(Study text begins)

A critique of social movements is that, like fireworks, they flare, explode in an array of noise and colour, momentarily holding everyone’s attention, but then fizzle out and leave no lasting impression. In the last two years we have seen, and been part of, an explosion of social movements fighting for the planet. From the millions of young climate strikers taking to the streets all over the world, to the USA Sunrise movement that mobilised young people across the States around the vision of a Green New Deal, to Extinction Rebellion’s mission to speak ecological truth to power that brought entire cities to a standstill. Yet, now, as the world’s attention is fixated on responding to the trauma of COVID-19, how are social movements evolving? Are they able to evolve from protest to policy?
From the streets to the law courts
Extinction Rebellion (XR), a movement of and from the streets, is taking some bold steps. In the UK the XR supported Climate and Ecological Emergency Bill brings together all the elements of what the ecological laws of nature imply about how a nation’s laws should be written. It builds from the top down, from the science and the structures needed, to fix in place what needs to be done for the UK to play its part in a 1.5 degree climate pathway and arrest the ecological breakdown across the natural world.
Its strength is that it declines to prescribe how the change must happen–specifically which sectors must reform, which polluters must close, and which vehicles need be retired for the scrapheap or recycling. Instead, it sets an ambitious target in stone, commits the government to budget to deliver it, and ensures a consensus-building method in the form of a citizen’s assembly–following the best science and economics available–to work out the rest.
The timing of this draft bill is not accidental, and nor is the place to trial it. With the UK hosting the climate COP 26 negotiations in 2021, all eyes will be on the UK’s ability to deliver a solid commitment on climate specifically and nature more broadly. With COVID-19 the crisis of the hour, whether a beleaguered UK government can deliver climate leadership is an open question. The UK government’s credibility is very much at stake.
Why, though, focus on drafting a law and engage with the grinding process of creating legislation? Most laws can be drafted, passed, and safely filed away by governments in the knowledge that no one will actually hold them to account for delivery. In the case of climate though the UK also stands out as a sensible testbed for a legislative approach.

(Study text ends)

Instructions for the task = Copy out the stretch of the climate movement article from "From the streets to" through "the natural world.".

(Dataset entries begins)

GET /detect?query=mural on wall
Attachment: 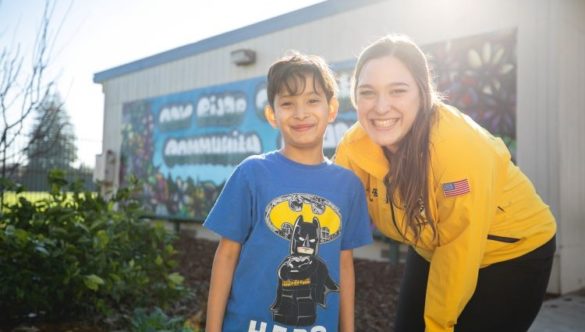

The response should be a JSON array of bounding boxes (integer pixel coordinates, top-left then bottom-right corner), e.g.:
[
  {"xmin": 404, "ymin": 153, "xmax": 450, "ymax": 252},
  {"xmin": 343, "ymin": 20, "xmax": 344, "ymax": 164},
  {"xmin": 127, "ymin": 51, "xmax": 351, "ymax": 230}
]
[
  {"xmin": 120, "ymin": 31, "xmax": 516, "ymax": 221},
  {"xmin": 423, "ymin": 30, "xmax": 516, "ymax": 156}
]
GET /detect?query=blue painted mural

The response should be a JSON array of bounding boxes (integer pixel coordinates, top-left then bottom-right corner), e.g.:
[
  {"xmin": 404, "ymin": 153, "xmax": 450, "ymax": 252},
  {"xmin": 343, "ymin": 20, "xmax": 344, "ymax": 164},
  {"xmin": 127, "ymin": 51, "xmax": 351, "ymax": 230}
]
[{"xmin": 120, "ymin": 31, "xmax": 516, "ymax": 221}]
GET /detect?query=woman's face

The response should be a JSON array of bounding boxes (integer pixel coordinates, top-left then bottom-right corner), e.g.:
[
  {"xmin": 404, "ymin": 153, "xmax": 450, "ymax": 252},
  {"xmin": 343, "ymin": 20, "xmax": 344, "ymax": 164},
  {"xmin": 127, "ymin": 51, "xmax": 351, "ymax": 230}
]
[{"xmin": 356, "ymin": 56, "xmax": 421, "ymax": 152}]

(Dataset entries ends)
(Dataset entries begins)

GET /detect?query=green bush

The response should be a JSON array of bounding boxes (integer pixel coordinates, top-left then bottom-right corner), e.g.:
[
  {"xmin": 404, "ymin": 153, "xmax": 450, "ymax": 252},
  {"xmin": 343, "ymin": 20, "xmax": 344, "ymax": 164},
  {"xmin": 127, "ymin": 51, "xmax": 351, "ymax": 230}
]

(Dataset entries ends)
(Dataset entries begins)

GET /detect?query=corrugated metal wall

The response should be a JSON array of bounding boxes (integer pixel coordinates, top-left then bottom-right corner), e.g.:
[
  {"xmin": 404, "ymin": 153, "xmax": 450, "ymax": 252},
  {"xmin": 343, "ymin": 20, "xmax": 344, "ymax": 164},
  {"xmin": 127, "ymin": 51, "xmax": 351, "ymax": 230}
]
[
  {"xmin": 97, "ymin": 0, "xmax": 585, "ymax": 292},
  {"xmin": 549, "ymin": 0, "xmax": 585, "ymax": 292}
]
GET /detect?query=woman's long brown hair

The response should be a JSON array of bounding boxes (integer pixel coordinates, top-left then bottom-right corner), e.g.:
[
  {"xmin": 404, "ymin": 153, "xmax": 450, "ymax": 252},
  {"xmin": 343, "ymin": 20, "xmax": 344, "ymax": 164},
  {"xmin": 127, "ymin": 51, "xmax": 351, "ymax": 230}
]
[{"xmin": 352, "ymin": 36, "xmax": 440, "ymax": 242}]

(Dataset entries ends)

Answer to the exercise =
From the streets to the law courts
Extinction Rebellion (XR), a movement of and from the streets, is taking some bold steps. In the UK the XR supported Climate and Ecological Emergency Bill brings together all the elements of what the ecological laws of nature imply about how a nation’s laws should be written. It builds from the top down, from the science and the structures needed, to fix in place what needs to be done for the UK to play its part in a 1.5 degree climate pathway and arrest the ecological breakdown across the natural world.